## Excerpt provided
Int to char[4]

[Kai-Uwe Bux]

[ ... ]

I think, I see your point now: although the standard guarantees that
memory consists of bytes and each byte is invidually addressable, and
although it guarantees that an unsigned char has size 1, which means it
is exactly one byte, there is no guarantee that unsigned char has no
alignment, i.e., the standard does not guarantee that each bytes can be
addressed by means of a pointer to unsigned char.

Actually, I don't see anything that even says every byte is individually
addressable. It says a char is one byte, and everything else is composed
of bytes, but I don't see anything that guarantees that those bytes are
all individually addressable.

I was thinking of [1.7/1]: ... Every byte has a unique address.


[very interesting non-controversial material snipped]


Best

Kai-Uwe Bux

 

[Jerry Coffin]

[ ... ]

I was thinking of [1.7/1]: ... Every byte has a unique address.

I'm pretty sure I didn't express what I was trying to say very well.
What I was trying to say is that this requires the implementation to
_assign_ an address to every byte, but doesn't guarantee that you can
_do_ anything with an arbitrary address. For example, a machine could
have an address range in which the smallest item it could read or write
was 32-bits. Assuming its char was 8 bits, each of those 32-bit items
would have to be given four different addresses -- even if you could
only read or write anything via one of them.

## Your tasks
**A.** According to the first paragraph of the thread on byte addressing, what three things does the standard guarantee? List them.
**B.** Write the next part of the forum thread on byte addresses in the C++ standard, continuing from its final sentence.

## Data provided
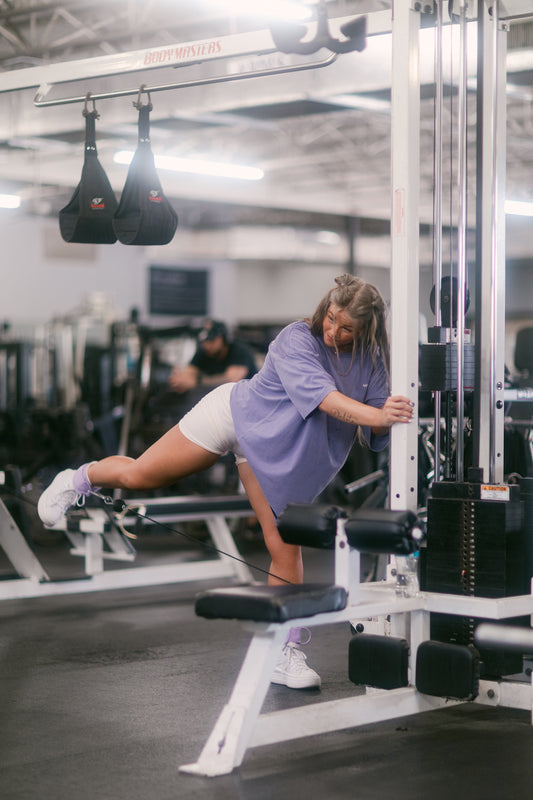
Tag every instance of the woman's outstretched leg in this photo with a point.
(169, 459)
(286, 558)
(292, 669)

## Task answers
**A.**
1. Memory consists of bytes.
2. Each byte is individually addressable.
3. An unsigned char has size 1, meaning it is exactly one byte.

**B.**
As I said, I seriously doubt anybody intended or wanted that, but I
can't think of anything in the standard it would violate.

 

[Kai-Uwe Bux]

[ ... ]

I was thinking of [1.7/1]: ... Every byte has a unique address.

I'm pretty sure I didn't express what I was trying to say very well.
What I was trying to say is that this requires the implementation to
_assign_ an address to every byte, but doesn't guarantee that you can
_do_ anything with an arbitrary address. For example, a machine could
have an address range in which the smallest item it could read or write
was 32-bits. Assuming its char was 8 bits, each of those 32-bit items
would have to be given four different addresses -- even if you could
only read or write anything via one of them.

Hm, now you have confused me again. How would pointer arithmetic work on
that machine for

char banner [20];
for ( char * iter = &banner; iter != &banner+20; ++ iter ) {
*iter = 0;
}

(or whatever, I am not good at raw arrays and pointer so there may be syntax
issues).

I think the array is contiguous and the running pointer is not supposed to
hit any trap values within the loop.


Best

Kai-Uwe Bux

 

[Jerry Coffin]

Jerry Coffin wrote:

[ ... ]

Note that I said "an address range" -- this wouldn't necessarily be the
case with all its memory.

Assuming its char was 8 bits, each of those 32-bit items
would have to be given four different addresses -- even if you could
only read or write anything via one of them.

Hm, now you have confused me again. How would pointer arithmetic work on
that machine for

char banner [20];
for ( char * iter = &banner; iter != &banner+20; ++ iter ) {
*iter = 0;
}

(or whatever, I am not good at raw arrays and pointer so there may be syntax
issues).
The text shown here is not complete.